▶ [SOURCE TEXT]
* * * *
Most active commenters
  • dylan604(5)
  • strbean(4)
  • padjo(3)
  • spankalee(3)
  • auxiliarymoose(3)
  • codedokode(3)

Element: setHTML() method

(developer.mozilla.org)
142 points todsacerdoti | 70 comments | | HN request time: 2.255s | source | bottom
1. michalpleban ◴[] No.45674843[source]
So is this basically a safe version of innerHTML?
replies(2): >>45674953 #>>45677088 #
2. Octoth0rpe ◴[] No.45674953[source]
Yes, although a slightly more relevant way of putting it would be that it's an inbuilt DOMPurify (dompurify being an npm package commonly used to sanitize html before injecting it).
3. evilpie ◴[] No.45674985[source]
We enabled this by default in Firefox Nightly (only) this week.
replies(1): >>45675933 #
4. redbell ◴[] No.45675122[source]
> This feature is not Baseline because it does not work in some of the most widely-used browsers.

This is interesting, but it appears to be in its early days as none of the major browsers seem to support it.. yet.
* * * *
▶ [REQUIREMENT 1] Summarize the discussion thread about the setHTML() method in two sentences.
▶ [REQUIREMENT 2] Write a continuation of the discussion thread about the setHTML() method, picking up after its last comment.

▶ [DATA SHOWN]
* * * *
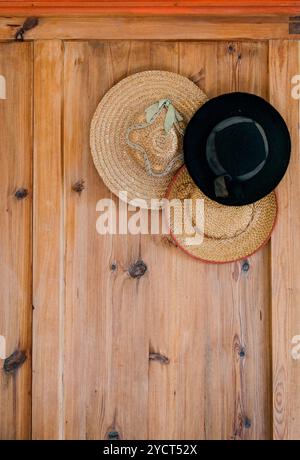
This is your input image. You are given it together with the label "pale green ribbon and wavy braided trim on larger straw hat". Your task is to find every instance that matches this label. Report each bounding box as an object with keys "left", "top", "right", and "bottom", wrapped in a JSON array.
[{"left": 126, "top": 99, "right": 183, "bottom": 177}]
* * * *
▶ [EXERCISE OUTPUT 1] A commenter asks whether setHTML() is essentially a safe version of innerHTML, and a reply agrees, calling it more precisely a built-in DOMPurify, the npm package commonly used to sanitize HTML before injecting it. Another commenter says it was enabled by default in Firefox Nightly only that week, while a third notes that it is not Baseline and seems to be in its early days, since none of the major browsers appear to support it yet.

▶ [EXERCISE OUTPUT 2]
replies(2): >>45675806 #>>45675936 #
5. CaptainOfCoit ◴[] No.45675154[source]
Really happy to see it, after 25 years (https://www.bugcrowd.com/glossary/cross-site-scripting-xss/) of surviving without it. It always struck me as an obvious missing part of the DOM API, and I still don't know why it took this long time.

But mostly I'm just happy that it's finally here, I do appreciate all the hard work people been doing to get this live.

6. AlienRobot ◴[] No.45675157[source]
Great functionality, terrible name.
replies(2): >>45675224 #>>45675738 #
7. dzogchen ◴[] No.45675208[source]
Neat. I think once this is adopted by HTMX (or similar libraries) you don't need to sanitize on the server side anymore?
replies(1): >>45675272 #
8. varun_ch ◴[] No.45675224[source]
I sometimes wonder whether what the DOM APIs could look like in a hypothetical world where we could start over with everything.
9. ishouldbework ◴[] No.45675241[source]
> It then removes any HTML entities that aren't allowed by the sanitizer configuration, and further removes any XSS-unsafe elements or attributes — whether or not they are allowed by the sanitizer configuration.

Emphasis mine. I do not understand this design choice. If I explicitly allow `script` tag, why should it be stripped?

If the method was called setXSSSafeSubsetOfHTML sure I guess, but feels weird for setHTML to have impossible-to-override filter.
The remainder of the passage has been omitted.